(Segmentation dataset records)
#####
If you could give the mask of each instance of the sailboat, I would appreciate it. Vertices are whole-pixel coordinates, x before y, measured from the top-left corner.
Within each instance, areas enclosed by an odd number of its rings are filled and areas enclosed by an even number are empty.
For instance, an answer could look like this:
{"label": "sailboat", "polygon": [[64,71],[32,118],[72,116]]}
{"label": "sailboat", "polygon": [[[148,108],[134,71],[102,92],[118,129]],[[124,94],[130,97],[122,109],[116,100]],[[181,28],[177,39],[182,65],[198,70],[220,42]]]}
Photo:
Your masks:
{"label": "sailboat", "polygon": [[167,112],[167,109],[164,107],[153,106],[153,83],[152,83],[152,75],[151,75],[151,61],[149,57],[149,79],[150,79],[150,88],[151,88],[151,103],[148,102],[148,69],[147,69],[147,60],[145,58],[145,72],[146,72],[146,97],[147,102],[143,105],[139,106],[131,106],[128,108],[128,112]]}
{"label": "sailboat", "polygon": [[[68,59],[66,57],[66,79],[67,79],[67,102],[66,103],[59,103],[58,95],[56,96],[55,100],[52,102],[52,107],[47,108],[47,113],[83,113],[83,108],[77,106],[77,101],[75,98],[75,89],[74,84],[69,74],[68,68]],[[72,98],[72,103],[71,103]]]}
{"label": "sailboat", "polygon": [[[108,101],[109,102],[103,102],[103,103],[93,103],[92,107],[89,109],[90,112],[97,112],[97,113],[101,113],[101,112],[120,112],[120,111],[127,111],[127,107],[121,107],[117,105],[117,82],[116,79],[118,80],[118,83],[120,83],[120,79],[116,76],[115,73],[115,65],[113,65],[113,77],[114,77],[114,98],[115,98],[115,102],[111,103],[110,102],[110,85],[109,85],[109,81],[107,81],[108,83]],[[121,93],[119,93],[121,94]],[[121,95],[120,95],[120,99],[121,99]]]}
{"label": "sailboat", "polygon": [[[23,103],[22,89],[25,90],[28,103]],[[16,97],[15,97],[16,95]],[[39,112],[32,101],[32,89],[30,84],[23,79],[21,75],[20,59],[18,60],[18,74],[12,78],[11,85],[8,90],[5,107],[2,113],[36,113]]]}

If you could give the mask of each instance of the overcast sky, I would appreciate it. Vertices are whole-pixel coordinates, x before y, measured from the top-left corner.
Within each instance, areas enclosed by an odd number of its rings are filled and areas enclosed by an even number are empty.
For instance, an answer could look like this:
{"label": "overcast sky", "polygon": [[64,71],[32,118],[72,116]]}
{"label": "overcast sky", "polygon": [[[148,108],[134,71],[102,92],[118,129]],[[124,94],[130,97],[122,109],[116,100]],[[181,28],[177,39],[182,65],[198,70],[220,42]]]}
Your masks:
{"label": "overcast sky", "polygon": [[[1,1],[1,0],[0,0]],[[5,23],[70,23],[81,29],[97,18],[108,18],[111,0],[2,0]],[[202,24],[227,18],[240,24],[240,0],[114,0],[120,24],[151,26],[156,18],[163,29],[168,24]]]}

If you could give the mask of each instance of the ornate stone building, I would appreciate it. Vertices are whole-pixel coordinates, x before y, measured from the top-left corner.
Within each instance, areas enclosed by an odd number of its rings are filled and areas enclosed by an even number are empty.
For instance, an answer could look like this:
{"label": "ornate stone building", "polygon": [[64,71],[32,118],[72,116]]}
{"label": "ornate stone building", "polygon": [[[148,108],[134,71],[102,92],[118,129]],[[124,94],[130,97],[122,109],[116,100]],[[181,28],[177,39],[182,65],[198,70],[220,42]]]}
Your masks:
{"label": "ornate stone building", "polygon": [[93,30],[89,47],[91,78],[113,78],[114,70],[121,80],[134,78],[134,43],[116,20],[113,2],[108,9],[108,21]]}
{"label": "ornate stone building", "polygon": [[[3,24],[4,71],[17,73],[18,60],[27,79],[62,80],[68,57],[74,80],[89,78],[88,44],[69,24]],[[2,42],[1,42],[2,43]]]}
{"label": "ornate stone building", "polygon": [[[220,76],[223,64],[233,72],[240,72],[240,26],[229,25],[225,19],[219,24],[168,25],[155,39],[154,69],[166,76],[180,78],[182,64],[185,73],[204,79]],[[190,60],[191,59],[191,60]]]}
#####
### PROBLEM DETAILS
Every record shown above should be written out again exactly.

### TASK SOLUTION
If you could give the mask of each instance of the sailboat, I would appreciate it. Vertices are whole-pixel coordinates, x before y, measured from the top-left corner.
Within each instance, areas enclosed by an odd number of its rings are filled and areas enclosed by an even number are empty.
For instance, an answer could look like this:
{"label": "sailboat", "polygon": [[64,71],[32,118],[72,116]]}
{"label": "sailboat", "polygon": [[[148,108],[134,71],[102,92],[118,129]],[[124,94],[130,97],[122,109],[116,100]],[[181,28],[177,39],[182,65],[198,70],[220,42]]]}
Photo:
Your masks:
{"label": "sailboat", "polygon": [[167,112],[167,109],[164,107],[153,106],[153,83],[152,83],[152,75],[151,75],[151,61],[149,57],[149,79],[150,79],[150,88],[151,88],[151,103],[148,102],[148,69],[147,69],[147,60],[145,58],[145,72],[146,72],[146,97],[147,102],[143,105],[139,106],[131,106],[128,108],[128,112]]}
{"label": "sailboat", "polygon": [[[68,59],[66,57],[66,79],[67,79],[67,102],[66,103],[59,103],[58,95],[56,96],[55,100],[52,102],[52,107],[47,108],[47,113],[83,113],[83,108],[77,106],[77,101],[75,98],[75,89],[74,84],[69,74],[68,68]],[[72,98],[72,103],[71,103]]]}
{"label": "sailboat", "polygon": [[[108,101],[109,102],[103,102],[103,103],[93,103],[92,107],[89,109],[90,112],[97,112],[97,113],[101,113],[101,112],[120,112],[120,111],[127,111],[127,107],[121,107],[117,105],[117,82],[116,79],[118,80],[118,83],[120,83],[120,79],[116,76],[115,73],[115,65],[113,65],[113,77],[114,77],[114,98],[115,98],[115,102],[111,103],[110,102],[110,85],[109,85],[109,81],[107,81],[108,83]],[[121,93],[119,93],[121,94]],[[121,95],[120,95],[120,99],[121,99]]]}
{"label": "sailboat", "polygon": [[[23,103],[22,89],[25,90],[28,103]],[[16,97],[15,97],[16,95]],[[39,112],[32,101],[32,89],[30,84],[23,79],[21,75],[20,59],[18,60],[18,74],[12,78],[11,85],[8,90],[5,107],[2,113],[36,113]]]}

If you could give the mask of each instance of the overcast sky, I would appreciate it. Vertices are whole-pixel coordinates, x before y, measured from the top-left corner.
Within each instance, areas enclosed by an odd number of its rings are filled and areas enclosed by an even number are empty.
For instance, an answer could look like this:
{"label": "overcast sky", "polygon": [[64,71],[32,118],[72,116]]}
{"label": "overcast sky", "polygon": [[[148,108],[134,71],[102,92],[118,129]],[[124,94],[130,97],[122,109],[116,100]],[[181,28],[177,39],[182,65],[198,70],[220,42]]]}
Your masks:
{"label": "overcast sky", "polygon": [[[1,1],[1,0],[0,0]],[[5,23],[70,23],[81,29],[97,18],[108,18],[111,0],[2,0]],[[202,24],[227,18],[240,24],[240,0],[114,0],[120,24],[151,26],[156,18],[163,29],[168,24]]]}

If you could give the mask of each instance of the ornate stone building, I would appreciate it. Vertices are whole-pixel coordinates, x before y, measured from the top-left corner.
Within each instance, areas enclosed by an odd number of its rings are filled and areas enclosed by an even number are empty.
For instance, an answer could look like this:
{"label": "ornate stone building", "polygon": [[64,71],[32,118],[72,116]]}
{"label": "ornate stone building", "polygon": [[[148,108],[134,71],[102,92],[118,129]],[[124,94],[130,97],[122,109],[116,100]],[[181,28],[177,39],[182,65],[198,70],[220,42]]]}
Your masks:
{"label": "ornate stone building", "polygon": [[93,30],[89,47],[91,78],[113,78],[114,70],[121,80],[134,78],[134,43],[116,20],[113,2],[108,9],[108,21]]}
{"label": "ornate stone building", "polygon": [[[3,24],[4,71],[17,73],[18,60],[27,79],[62,80],[68,57],[74,80],[89,78],[88,44],[69,24]],[[2,42],[1,42],[2,43]]]}
{"label": "ornate stone building", "polygon": [[[220,76],[223,64],[233,72],[240,72],[240,26],[229,25],[225,19],[219,24],[168,25],[155,39],[154,69],[166,76],[180,78],[182,64],[185,73],[204,79]],[[190,60],[191,59],[191,60]]]}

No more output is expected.